>> Begin Dataset content

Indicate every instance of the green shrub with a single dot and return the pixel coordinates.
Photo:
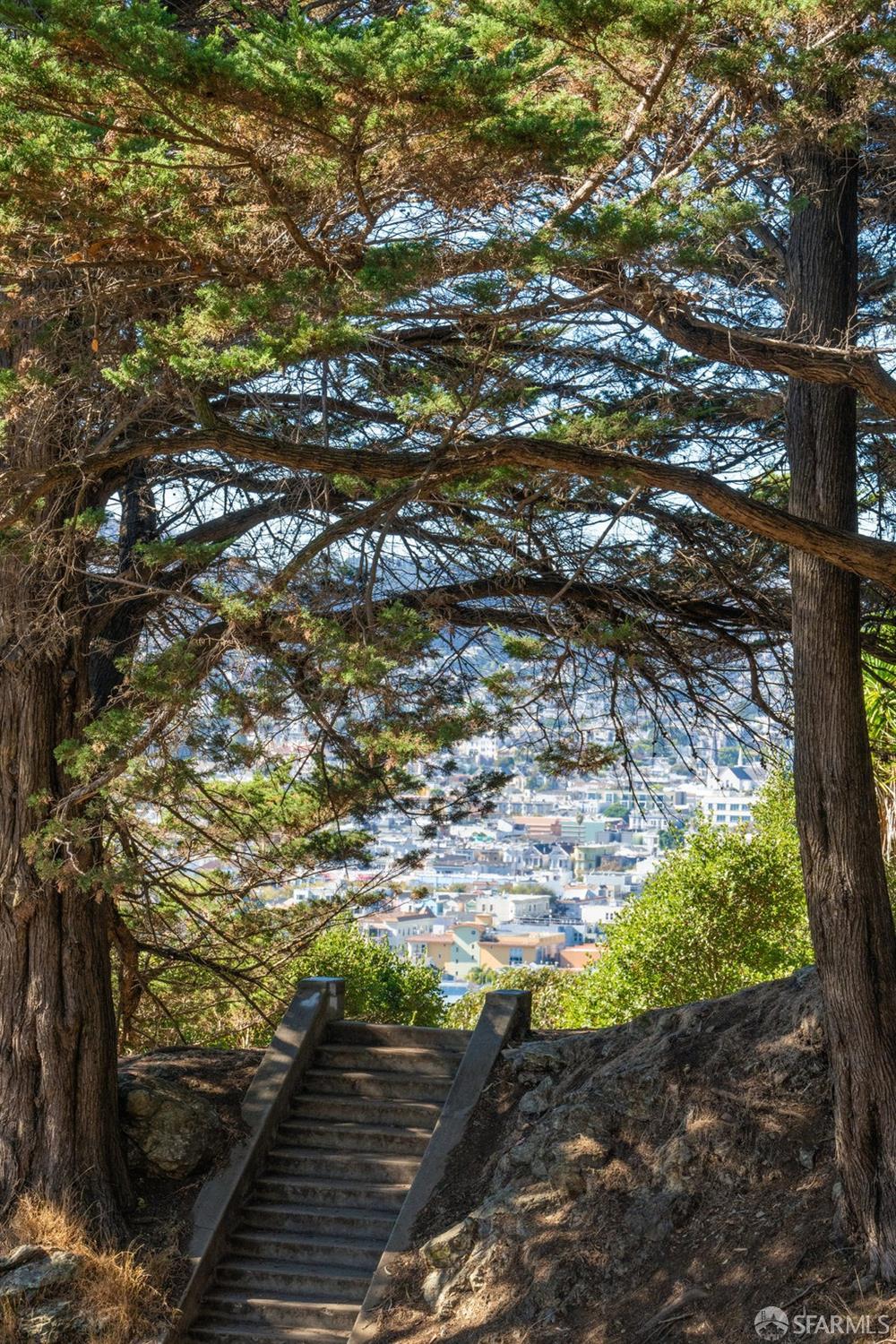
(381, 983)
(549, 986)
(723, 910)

>> End Dataset content
>> Begin Dataset content

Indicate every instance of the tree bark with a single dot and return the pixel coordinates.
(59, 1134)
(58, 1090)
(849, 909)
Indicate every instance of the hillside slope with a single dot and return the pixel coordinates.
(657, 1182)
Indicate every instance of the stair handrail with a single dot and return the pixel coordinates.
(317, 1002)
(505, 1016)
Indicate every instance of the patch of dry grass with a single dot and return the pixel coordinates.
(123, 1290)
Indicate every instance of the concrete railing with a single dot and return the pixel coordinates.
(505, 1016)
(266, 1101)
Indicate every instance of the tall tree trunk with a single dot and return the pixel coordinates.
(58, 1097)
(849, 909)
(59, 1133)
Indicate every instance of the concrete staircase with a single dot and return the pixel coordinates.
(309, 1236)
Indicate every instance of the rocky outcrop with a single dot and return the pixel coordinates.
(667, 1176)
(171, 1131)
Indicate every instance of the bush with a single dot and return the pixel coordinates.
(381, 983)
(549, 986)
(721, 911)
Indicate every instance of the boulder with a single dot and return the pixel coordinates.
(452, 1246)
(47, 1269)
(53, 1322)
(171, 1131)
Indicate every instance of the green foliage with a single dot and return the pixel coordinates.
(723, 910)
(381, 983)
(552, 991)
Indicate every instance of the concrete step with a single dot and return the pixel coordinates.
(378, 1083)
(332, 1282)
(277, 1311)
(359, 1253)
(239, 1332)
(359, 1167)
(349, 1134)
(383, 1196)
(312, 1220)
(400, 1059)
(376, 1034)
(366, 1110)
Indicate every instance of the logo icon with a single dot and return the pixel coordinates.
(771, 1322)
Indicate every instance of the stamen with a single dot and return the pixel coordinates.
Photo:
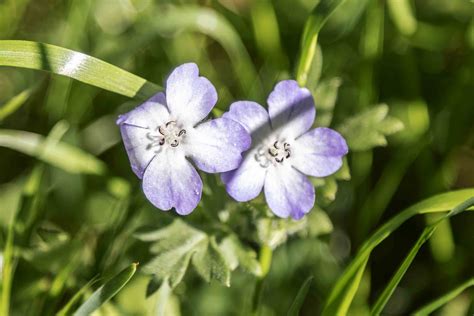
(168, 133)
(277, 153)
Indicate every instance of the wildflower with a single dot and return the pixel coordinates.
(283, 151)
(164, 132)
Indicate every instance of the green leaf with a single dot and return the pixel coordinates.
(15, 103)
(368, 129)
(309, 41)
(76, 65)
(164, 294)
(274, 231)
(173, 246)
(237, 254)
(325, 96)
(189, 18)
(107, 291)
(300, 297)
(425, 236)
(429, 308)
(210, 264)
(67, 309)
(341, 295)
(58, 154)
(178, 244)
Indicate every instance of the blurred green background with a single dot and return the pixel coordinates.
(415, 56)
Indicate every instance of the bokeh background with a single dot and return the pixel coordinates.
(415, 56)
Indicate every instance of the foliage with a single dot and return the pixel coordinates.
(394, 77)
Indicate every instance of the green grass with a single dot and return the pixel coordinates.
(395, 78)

>> End Dataset content

◆ Stated task ◆
Show every line above that contains the word "grass", copying each one in full.

◆ Completed task ◆
Indicate every instance of the patch of dry grass with a single dot and return the pixel coordinates.
Indicate every instance of the green grass with a single dot and return the pixel coordinates.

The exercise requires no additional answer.